Exercise details:
The answer should hold exactly the lines of the entries below from the one containing "baby elephant leg" through the last line, both included.

Start of Task inputs

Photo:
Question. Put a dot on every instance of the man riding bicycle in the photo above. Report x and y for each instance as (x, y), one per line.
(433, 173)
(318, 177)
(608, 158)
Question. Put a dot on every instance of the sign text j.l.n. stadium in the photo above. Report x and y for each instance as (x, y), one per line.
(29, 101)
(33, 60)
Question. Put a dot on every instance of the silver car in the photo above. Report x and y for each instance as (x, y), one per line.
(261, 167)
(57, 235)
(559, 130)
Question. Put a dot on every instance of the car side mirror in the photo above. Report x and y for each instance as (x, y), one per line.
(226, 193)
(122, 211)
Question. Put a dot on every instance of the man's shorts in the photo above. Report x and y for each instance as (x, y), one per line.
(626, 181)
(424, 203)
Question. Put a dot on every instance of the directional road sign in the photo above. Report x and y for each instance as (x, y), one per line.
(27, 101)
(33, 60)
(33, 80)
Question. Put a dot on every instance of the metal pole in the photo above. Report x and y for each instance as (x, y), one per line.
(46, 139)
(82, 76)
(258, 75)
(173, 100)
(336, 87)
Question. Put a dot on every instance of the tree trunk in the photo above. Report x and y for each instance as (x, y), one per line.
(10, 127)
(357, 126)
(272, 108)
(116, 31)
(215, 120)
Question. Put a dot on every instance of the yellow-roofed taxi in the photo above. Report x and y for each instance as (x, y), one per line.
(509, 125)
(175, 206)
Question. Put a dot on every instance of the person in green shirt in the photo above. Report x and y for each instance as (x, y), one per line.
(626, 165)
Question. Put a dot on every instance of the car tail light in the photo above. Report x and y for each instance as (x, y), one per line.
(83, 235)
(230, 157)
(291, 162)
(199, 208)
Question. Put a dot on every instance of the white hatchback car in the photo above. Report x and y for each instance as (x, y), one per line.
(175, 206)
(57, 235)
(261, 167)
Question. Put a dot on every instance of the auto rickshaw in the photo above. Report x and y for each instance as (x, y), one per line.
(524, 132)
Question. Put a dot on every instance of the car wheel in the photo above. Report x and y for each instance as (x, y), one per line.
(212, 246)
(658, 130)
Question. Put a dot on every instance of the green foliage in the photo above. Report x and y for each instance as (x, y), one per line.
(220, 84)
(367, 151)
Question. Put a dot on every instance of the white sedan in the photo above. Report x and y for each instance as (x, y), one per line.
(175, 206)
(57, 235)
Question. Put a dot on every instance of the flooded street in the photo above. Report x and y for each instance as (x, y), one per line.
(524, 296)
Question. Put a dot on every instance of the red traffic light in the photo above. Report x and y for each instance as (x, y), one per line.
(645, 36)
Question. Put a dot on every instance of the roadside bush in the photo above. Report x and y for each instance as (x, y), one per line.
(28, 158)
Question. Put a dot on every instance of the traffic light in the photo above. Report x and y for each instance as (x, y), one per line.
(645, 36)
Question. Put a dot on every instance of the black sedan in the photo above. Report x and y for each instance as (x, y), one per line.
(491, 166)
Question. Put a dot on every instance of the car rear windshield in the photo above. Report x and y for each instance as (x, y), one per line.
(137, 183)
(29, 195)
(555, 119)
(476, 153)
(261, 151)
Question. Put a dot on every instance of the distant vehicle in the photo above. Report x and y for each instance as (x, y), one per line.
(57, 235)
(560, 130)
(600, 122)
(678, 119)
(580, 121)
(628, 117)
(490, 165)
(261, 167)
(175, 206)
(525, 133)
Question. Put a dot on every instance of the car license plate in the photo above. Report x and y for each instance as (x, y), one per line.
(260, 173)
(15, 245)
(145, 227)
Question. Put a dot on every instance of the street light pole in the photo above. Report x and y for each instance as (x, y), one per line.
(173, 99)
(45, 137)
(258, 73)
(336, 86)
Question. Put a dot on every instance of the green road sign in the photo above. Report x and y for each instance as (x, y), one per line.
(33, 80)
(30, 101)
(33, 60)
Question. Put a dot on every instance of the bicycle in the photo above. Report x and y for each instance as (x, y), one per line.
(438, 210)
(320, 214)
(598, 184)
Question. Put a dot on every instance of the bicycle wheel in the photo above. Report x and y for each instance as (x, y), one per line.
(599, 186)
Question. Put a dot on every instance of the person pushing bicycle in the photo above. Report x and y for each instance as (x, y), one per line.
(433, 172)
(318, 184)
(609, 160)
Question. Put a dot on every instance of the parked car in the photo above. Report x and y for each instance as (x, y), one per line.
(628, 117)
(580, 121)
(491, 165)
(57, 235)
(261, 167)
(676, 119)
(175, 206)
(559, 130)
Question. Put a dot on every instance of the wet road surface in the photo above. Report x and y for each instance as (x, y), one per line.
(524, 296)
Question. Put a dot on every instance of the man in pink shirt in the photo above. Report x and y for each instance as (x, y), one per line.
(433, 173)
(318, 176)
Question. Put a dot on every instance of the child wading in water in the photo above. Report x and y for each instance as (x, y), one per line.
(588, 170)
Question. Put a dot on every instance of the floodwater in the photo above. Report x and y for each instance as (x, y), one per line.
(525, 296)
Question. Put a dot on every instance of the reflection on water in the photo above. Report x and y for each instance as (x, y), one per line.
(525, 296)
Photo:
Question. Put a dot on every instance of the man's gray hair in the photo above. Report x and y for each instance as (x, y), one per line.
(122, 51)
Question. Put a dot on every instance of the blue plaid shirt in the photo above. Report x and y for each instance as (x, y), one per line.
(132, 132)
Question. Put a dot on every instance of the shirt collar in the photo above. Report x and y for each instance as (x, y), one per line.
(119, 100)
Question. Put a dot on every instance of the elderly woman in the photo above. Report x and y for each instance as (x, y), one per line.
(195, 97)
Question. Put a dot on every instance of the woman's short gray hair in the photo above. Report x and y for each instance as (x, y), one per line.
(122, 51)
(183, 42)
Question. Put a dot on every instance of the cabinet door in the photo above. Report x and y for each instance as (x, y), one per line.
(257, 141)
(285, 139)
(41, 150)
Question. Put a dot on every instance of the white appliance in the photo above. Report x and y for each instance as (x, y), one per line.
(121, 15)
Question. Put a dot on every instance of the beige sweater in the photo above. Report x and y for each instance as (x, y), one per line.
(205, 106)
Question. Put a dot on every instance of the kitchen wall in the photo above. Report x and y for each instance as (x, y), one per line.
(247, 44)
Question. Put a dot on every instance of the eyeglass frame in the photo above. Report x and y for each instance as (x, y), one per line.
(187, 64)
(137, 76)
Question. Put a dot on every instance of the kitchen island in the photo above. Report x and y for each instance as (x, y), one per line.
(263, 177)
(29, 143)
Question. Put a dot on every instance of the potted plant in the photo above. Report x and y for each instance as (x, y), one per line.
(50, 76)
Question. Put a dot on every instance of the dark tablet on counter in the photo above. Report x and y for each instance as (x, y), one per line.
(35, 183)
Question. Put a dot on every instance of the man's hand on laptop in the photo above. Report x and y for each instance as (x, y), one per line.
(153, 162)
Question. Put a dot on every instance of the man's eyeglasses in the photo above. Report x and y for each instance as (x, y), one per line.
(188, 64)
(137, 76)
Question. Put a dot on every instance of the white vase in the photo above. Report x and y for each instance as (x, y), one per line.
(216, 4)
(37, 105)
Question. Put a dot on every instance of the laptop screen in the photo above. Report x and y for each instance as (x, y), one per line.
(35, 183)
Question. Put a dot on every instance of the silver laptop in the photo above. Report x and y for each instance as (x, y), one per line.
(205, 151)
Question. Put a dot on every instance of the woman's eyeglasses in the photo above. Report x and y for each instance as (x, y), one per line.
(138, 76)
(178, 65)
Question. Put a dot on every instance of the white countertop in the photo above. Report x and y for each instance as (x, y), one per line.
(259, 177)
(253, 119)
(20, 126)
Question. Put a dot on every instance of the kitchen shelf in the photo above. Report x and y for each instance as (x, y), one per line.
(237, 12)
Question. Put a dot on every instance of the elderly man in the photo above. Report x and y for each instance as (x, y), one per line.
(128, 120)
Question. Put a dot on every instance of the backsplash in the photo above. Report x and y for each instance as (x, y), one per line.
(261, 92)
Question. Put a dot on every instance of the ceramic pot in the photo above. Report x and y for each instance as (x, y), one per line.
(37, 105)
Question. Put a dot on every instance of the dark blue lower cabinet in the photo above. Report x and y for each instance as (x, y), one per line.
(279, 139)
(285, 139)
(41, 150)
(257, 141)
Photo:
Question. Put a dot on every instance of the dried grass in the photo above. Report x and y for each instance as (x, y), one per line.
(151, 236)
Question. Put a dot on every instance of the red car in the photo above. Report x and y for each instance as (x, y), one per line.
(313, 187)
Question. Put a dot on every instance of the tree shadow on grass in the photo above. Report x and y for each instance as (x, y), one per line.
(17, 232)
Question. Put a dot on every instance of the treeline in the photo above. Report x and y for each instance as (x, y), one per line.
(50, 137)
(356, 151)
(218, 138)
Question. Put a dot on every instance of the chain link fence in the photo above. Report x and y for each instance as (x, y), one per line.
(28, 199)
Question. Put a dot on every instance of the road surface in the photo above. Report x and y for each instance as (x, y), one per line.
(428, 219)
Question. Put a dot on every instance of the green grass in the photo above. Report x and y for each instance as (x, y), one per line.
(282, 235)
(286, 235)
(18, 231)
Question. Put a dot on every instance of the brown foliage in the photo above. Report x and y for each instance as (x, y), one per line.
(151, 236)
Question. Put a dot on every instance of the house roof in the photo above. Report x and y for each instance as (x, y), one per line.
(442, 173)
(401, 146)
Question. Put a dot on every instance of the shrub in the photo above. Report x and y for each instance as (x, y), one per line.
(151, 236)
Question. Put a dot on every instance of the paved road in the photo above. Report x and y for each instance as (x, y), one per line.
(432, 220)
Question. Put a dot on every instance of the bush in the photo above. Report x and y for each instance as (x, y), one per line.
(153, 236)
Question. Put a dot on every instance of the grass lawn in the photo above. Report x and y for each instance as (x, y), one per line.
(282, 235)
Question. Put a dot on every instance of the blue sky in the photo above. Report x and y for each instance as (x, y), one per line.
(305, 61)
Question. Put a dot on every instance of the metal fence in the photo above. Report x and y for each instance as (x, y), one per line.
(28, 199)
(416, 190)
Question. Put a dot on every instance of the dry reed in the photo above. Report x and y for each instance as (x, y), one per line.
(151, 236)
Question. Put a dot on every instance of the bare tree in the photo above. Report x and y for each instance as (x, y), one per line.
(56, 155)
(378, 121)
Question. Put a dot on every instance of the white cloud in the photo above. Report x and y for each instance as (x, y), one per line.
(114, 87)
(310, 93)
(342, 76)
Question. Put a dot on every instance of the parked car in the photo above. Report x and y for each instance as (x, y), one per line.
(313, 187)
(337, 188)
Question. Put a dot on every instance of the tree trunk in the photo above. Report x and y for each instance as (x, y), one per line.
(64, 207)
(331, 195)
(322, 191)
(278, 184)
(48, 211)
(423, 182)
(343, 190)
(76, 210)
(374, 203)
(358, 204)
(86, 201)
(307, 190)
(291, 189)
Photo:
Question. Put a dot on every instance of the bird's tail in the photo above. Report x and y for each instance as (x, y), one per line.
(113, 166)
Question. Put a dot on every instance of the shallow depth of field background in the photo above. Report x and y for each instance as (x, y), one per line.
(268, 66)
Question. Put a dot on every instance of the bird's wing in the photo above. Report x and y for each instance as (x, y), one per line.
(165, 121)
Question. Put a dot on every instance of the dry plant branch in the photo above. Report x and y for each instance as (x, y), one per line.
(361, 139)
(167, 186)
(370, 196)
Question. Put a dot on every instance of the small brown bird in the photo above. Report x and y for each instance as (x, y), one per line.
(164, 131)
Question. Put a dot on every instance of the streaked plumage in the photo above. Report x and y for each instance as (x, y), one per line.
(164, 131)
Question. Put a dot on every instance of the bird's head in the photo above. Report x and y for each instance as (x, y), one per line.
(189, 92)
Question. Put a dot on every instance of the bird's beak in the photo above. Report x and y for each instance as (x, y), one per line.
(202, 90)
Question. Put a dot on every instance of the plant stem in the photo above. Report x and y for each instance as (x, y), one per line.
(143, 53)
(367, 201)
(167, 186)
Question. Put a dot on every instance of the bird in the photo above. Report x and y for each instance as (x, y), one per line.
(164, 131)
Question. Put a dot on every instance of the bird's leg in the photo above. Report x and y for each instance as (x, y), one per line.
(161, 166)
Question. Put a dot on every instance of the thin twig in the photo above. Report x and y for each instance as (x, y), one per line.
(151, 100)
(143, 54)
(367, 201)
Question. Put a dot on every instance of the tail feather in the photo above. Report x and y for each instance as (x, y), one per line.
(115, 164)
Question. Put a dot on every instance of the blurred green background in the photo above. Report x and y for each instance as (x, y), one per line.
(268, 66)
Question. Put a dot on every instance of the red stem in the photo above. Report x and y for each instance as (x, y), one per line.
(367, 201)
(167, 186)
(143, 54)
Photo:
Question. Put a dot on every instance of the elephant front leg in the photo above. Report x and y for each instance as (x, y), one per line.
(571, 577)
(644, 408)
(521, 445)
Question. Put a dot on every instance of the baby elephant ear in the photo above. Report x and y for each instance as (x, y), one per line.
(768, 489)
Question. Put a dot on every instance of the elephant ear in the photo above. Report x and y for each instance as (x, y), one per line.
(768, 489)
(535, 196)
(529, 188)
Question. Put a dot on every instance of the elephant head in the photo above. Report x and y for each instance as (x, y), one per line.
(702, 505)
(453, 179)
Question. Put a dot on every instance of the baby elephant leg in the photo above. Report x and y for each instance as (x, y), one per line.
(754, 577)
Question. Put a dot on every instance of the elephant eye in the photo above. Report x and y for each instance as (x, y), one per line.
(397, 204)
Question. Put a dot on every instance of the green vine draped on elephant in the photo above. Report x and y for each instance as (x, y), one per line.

End of Task inputs

Response area:
Question. Put a dot on every instance of the baby elephant leg in the photo above. Report x and y for each instance as (x, y), one per line.
(754, 577)
Question. Put a dot on every instance of the elephant eye in the photo above. Report x and y for each instance as (x, y), one per line.
(397, 204)
Question. Put a dot on every instance of the green vine draped on elephant in the photo above. Report x and y for each instance as (x, y), one per line.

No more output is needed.